COVID-19 all but collapses healthcare in Colombia’s largest cities

Colombia’s healthcare system found itself on the brink of collapse on Wednesday as hospitals in Medellin and Cali reported they were all but saturated, days after healthcare in the capital Bogota collapsed.

The situation is most critical in the capital where the Bogota Medical College said that no intensive care units were available due to the COVID-19 pandemic, followed by Cali.

Healthcare in Colombia’s three largest cities all but collapsed

According to President Ivan Duque, 91% of the 701 intensive care units in Colombia’s third largest city were full on Tuesday evening.

The Health Secretary of Colombia’s second largest city, Medellin, reported on Wednesday morning that more than 88% of the city’s 695 intensive care units were occupied, a day after the National Health Institute reported a record 1,850 new infections in the surrounding Antioquia province.

Colombia’s government is racing to expand hospital capacity but unable to keep up with the speed of the coronavirus’ contagion.

In Bucaramanga, the country’s fifth largest city, local authorities sent out an SOS, claiming the healthcare system had collapsed.

Locals reported on social media that family members were no longer able to receive emergency healthcare. Medical professionals claimed statistics are being manipulated and beds are reserved for VIPs.

- **PROBLEM TO WORK ON**
Extend the news report on COVID-19 overwhelming Colombia's hospitals, starting right after its final sentence.

- **INFORMATION SHOWN**

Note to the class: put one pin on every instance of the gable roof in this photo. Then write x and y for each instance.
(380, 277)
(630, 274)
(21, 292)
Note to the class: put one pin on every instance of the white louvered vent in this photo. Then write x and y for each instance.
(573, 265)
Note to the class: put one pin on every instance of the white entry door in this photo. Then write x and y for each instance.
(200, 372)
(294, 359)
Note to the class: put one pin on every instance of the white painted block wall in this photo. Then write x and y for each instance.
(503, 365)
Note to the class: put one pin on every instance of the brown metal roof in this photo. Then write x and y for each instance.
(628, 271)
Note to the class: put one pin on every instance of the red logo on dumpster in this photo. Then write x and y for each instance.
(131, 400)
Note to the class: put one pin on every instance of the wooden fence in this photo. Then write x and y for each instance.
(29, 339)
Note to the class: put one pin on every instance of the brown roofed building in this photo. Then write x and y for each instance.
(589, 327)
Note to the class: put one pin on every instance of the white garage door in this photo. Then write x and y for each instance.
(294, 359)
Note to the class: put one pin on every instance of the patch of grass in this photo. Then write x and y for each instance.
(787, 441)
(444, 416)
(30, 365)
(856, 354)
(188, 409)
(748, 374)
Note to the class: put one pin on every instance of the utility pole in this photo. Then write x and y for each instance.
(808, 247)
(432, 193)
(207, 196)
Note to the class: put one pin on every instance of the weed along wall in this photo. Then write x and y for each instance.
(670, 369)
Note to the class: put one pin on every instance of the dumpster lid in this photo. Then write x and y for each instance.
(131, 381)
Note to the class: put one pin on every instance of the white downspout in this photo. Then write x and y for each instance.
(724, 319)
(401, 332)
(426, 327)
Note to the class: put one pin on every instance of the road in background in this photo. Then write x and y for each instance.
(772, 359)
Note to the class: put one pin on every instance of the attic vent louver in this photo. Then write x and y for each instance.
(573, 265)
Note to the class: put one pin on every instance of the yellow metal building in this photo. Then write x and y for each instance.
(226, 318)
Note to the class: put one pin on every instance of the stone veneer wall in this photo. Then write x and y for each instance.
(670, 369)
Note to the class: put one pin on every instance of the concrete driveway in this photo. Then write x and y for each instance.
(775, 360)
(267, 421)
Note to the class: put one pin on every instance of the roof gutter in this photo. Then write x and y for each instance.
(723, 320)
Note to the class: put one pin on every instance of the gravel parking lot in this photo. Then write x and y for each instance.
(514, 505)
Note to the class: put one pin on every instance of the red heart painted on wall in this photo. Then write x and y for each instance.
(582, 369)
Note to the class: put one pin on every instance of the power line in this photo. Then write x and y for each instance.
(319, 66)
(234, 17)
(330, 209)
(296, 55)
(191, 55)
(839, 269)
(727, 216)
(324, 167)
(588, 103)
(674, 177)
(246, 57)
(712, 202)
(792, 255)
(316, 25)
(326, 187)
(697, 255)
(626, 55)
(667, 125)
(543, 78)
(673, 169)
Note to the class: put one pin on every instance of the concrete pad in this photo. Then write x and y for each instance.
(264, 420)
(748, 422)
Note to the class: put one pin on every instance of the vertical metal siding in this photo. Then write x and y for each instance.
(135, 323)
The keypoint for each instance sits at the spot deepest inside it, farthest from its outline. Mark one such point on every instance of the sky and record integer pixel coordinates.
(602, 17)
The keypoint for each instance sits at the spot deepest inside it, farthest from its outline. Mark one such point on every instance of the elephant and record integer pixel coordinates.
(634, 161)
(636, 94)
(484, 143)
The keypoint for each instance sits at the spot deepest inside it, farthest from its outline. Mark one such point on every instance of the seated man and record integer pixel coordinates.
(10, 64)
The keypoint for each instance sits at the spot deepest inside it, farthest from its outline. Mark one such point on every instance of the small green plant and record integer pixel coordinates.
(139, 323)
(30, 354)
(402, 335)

- **WRITTEN ANSWER**
These four cities and their metropolitan areas are home to approximately one third of Colombia’s population.

Caribbean region apparently past peak

In Barranquilla, Colombia’s fourth largest city, local authorities said the ICU occupancy rate had dropped to 69% weeks after healthcare in the Caribbean region collapsed.

Also in Cartagena, which saw the first peak, the ICU occupancy rate had reportedly dropped to 67%. Only Santa Marta’s hospital system continues to be saturated, according to local reports.

Despite the alleged healthcare collapse in four of Colombia’s five largest cities, Health Minister Fernando Ruiz rejected the plea of Bogota Mayor Claudia Lopez to follow the advice of medical organization to issue a decree for a full-blown shut-down.

Health minister contradicting his own statistics

Contradicting his ministry’s statistics, Ruiz told press that a second lockdown was not necessary as the capital “shows stability in the figures for confirmed cases, deaths and ICU” during President Ivan Duque’s daily COVID show on Facebook.


Colombia refuses to shut down capital despite hospital saturation


Duque and his health minister have refused to consider a second lockdown and have been reluctant to authorize other local measures that would respectively end or slow down their controversial reopening strategy.

Lopez and the country’s main medical organizations have blasted this strategy for causing the accelerated increase in infections and hospital admissions that have now collapsed healthcare in the country’s largest cities.

According to the INS, it has registered more than 211,000 cases, of which more than 7,166 turned out to be fatal.

Health organizations, however, have reiterated that the country’s limited testing capacity makes these numbers unreliable and that the real number of infections are likely multiple times higher than those reported by the INS.